- [Given exercise]: In the entries that follow, identify the line containing "Please point out the yellow" and return it together with all later lines, exactly as they appear.

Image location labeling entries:

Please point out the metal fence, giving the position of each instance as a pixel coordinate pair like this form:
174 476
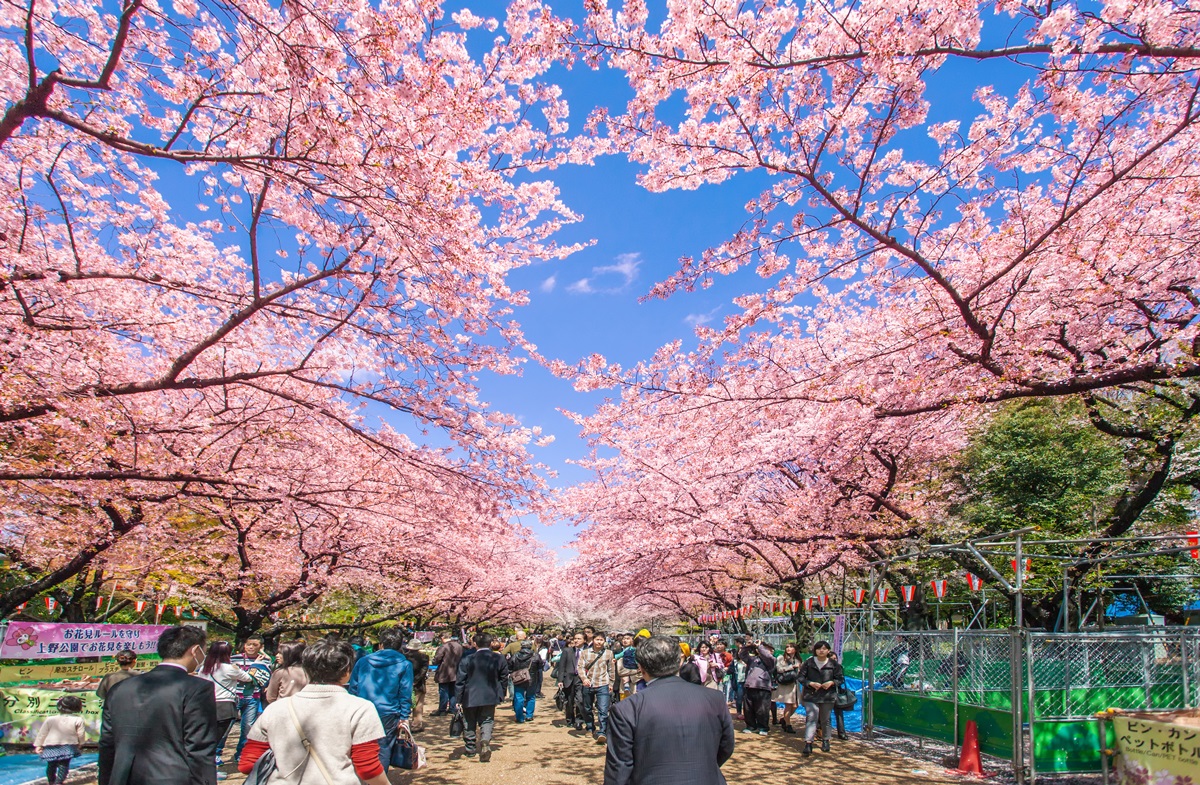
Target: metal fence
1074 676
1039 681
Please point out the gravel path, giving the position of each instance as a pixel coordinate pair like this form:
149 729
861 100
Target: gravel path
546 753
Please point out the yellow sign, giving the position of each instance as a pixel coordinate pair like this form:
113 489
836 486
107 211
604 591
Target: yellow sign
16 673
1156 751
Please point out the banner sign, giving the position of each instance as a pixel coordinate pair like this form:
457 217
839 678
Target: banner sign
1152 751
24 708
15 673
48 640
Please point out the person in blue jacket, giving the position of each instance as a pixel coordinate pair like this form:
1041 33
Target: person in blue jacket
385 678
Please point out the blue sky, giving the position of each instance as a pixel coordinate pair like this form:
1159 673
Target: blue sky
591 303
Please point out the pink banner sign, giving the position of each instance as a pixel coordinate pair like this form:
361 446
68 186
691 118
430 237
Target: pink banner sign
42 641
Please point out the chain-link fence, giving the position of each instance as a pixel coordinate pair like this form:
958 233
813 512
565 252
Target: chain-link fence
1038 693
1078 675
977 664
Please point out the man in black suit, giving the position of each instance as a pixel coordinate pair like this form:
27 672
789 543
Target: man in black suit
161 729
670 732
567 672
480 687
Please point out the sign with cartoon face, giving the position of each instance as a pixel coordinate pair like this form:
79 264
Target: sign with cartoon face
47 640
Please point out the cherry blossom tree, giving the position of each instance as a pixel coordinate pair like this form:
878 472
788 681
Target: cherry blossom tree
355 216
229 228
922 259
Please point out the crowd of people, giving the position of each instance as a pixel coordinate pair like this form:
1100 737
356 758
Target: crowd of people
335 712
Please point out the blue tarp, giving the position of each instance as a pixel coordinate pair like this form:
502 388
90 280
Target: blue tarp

- [Answer below]:
Please point out the yellow sign, giving the position of each instance as a pixel coordinate pair like this form:
113 489
836 486
107 211
604 591
Target: yellow sign
16 673
1156 751
Please point out the banner sign, giving the position of each instance as a pixel coordinate pair like this form:
457 217
839 678
Target: banner sign
1152 751
24 708
15 673
48 640
Please point out the person in blue jacket, giving the position of each instance as a pixel coordinate pair like this form:
1041 33
Target: person in blue jacket
385 678
Please point out the blue sky, giving the position of each instance as a pixel coordinate pair like this form:
1159 673
Target: blue sky
591 303
Please point out the pink banner sign, giving the position of each instance as a pixel coordinate pair like this form:
361 446
68 186
691 118
430 237
Target: pink banner sign
42 641
Please point out the chain-link fence, giving the position of each instance as a pixel coordinate pair like this form:
958 233
813 512
565 252
Target: chain-link fence
1038 693
1078 675
977 664
Please point out the man in black suit, giving the position of each instance as a pixel coordinate pair like this form:
27 672
789 543
Target: man in black suit
161 729
670 732
567 672
480 687
Please point out the sign with cartoon face, giving the position of each instance as a pixel coordinate pair like this form:
79 264
Target: sign with cartoon face
47 640
Please point out the cherry blossom tree, giving the position of each instance as a pixel coordinate pair like this form:
878 472
788 681
Target: cherry blossom tree
355 216
229 228
922 259
Please point out the crowd of people, giving the position of each instance as a pixel coordinate pair like this form:
1100 737
356 758
Target: crowd of people
335 712
Please point out the blue tarp, giving the position of each instance as a pixel coordinate pair like this form:
502 388
90 280
Target: blue tarp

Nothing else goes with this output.